ASSIGNMENT:
Every line below between the one holding "Query: flat stone slab" and the one holding "column 611, row 332", inclusive, should be copied exactly, and no other line.

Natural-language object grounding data
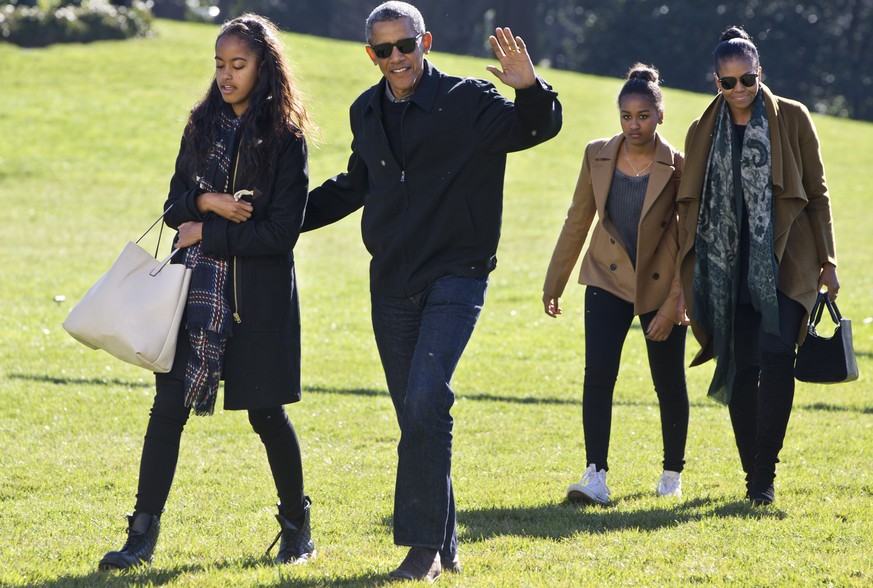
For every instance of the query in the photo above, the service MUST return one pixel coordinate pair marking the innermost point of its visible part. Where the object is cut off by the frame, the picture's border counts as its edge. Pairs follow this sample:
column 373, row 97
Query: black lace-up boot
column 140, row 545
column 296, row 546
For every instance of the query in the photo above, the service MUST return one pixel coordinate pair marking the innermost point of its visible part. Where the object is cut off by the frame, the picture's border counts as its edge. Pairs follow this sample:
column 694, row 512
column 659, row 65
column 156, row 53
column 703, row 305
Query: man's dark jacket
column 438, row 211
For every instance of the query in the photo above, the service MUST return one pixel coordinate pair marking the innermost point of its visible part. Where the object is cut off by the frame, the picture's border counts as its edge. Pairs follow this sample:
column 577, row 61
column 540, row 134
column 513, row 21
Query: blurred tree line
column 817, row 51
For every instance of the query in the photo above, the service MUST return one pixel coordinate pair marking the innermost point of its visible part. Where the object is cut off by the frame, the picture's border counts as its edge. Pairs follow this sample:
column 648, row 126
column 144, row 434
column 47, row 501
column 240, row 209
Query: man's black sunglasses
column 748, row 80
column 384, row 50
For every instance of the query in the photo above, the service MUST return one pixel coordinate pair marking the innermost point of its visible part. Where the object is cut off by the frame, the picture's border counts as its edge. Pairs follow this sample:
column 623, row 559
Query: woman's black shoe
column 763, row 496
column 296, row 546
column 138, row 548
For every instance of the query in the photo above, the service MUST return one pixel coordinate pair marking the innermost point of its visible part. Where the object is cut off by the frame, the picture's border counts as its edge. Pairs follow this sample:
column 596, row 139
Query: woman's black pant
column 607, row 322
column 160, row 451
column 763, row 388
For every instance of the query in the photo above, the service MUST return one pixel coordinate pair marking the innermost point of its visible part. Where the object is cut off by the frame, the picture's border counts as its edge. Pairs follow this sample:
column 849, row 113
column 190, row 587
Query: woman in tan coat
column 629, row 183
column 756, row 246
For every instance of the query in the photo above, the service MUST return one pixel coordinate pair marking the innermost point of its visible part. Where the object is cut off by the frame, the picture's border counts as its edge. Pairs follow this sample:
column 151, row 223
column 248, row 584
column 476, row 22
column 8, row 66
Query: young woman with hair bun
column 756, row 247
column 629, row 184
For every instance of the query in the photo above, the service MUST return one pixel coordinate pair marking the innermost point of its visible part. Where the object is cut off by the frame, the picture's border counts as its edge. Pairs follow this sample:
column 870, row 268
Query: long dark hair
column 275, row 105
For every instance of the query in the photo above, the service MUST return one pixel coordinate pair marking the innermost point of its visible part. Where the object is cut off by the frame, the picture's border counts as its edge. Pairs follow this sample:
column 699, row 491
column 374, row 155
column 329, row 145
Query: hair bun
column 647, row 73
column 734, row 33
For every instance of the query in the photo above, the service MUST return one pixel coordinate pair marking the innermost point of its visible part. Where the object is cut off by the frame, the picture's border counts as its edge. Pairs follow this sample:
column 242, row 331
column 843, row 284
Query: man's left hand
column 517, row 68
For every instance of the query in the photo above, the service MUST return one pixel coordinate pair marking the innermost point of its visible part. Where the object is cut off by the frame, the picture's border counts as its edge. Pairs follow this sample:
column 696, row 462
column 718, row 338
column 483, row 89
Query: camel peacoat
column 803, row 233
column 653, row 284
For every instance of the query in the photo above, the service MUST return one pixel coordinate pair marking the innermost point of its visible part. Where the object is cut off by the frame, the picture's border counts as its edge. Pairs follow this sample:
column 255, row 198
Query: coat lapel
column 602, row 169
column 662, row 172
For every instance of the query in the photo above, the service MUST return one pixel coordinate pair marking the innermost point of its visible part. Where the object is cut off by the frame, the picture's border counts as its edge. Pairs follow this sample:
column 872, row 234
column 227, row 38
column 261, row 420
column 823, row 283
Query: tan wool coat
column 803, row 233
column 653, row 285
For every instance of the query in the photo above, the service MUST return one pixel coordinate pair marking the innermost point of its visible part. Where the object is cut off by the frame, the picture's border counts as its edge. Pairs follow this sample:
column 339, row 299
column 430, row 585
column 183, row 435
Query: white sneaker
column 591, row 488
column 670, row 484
==
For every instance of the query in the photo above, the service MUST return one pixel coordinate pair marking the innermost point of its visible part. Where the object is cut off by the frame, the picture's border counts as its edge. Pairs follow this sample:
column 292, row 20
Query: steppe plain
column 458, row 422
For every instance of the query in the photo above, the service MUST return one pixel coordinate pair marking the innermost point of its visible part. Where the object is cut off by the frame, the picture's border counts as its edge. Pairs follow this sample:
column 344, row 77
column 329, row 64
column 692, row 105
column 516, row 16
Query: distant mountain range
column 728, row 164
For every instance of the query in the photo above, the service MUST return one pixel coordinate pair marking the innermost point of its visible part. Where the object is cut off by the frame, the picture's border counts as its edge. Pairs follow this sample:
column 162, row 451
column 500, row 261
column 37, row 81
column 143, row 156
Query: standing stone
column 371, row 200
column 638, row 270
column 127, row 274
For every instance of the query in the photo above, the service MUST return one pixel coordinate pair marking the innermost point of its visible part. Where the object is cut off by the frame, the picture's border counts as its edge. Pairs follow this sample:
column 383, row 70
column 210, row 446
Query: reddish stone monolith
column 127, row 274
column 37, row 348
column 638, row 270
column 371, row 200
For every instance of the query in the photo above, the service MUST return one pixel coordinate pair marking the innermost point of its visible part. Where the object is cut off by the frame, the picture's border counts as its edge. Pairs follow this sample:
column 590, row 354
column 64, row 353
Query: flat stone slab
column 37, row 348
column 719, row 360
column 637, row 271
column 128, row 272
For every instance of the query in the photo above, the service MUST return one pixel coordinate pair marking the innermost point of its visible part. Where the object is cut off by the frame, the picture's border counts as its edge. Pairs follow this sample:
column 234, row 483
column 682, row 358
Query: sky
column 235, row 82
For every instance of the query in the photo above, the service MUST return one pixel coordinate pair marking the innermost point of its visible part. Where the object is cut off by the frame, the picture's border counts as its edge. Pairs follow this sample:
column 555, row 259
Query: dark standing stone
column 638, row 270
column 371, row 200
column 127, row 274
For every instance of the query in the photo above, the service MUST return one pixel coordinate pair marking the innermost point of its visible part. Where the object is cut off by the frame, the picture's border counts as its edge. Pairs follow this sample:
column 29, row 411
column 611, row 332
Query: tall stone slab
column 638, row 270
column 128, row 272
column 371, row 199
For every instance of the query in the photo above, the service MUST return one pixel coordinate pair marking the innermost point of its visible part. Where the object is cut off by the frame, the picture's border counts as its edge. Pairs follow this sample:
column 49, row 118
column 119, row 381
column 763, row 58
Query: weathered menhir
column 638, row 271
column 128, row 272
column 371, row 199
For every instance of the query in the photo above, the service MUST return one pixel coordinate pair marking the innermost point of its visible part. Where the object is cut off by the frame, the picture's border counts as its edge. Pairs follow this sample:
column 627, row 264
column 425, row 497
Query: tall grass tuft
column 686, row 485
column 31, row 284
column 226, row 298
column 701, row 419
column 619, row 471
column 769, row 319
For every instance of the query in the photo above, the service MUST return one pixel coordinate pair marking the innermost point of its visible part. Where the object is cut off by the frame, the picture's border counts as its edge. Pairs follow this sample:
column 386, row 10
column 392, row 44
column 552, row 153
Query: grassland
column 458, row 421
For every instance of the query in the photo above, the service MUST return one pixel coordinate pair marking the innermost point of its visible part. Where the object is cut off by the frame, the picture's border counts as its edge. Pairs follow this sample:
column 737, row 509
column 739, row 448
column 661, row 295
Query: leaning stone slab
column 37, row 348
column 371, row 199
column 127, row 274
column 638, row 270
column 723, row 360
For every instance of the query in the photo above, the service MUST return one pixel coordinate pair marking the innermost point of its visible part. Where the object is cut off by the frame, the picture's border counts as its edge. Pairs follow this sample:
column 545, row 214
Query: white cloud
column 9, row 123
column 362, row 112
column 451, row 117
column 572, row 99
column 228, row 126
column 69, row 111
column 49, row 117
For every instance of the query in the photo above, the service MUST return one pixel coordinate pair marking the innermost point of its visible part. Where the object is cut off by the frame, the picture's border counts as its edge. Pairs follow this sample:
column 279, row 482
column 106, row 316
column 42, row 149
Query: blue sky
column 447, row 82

TASK RESPONSE:
Query: flat stone slab
column 37, row 348
column 719, row 360
column 637, row 271
column 128, row 272
For every instance of the query in the photo above, the service MUST return one pixel coordinate pair marking the innermost point of its visible part. Where the object is cut off by the frame, the picture's border counts as its edge. Pairs follow this sample:
column 234, row 483
column 682, row 358
Query: sky
column 235, row 82
For every instance of the query in the photo above, the service MUST return one pixel coordinate pair marking the innermost point of its visible part. Where the object is cut off by the frame, the picture's border counts as its edge. Pairs follow this sample:
column 555, row 259
Query: dark standing stone
column 638, row 270
column 371, row 200
column 127, row 274
For every instance of the query in the photo above, the service MUST return one pixel coordinate pair marking the innermost point of its visible part. Where the object is cut off by the frame, the picture's border counts as its edge. Pairs follow this sample:
column 29, row 411
column 611, row 332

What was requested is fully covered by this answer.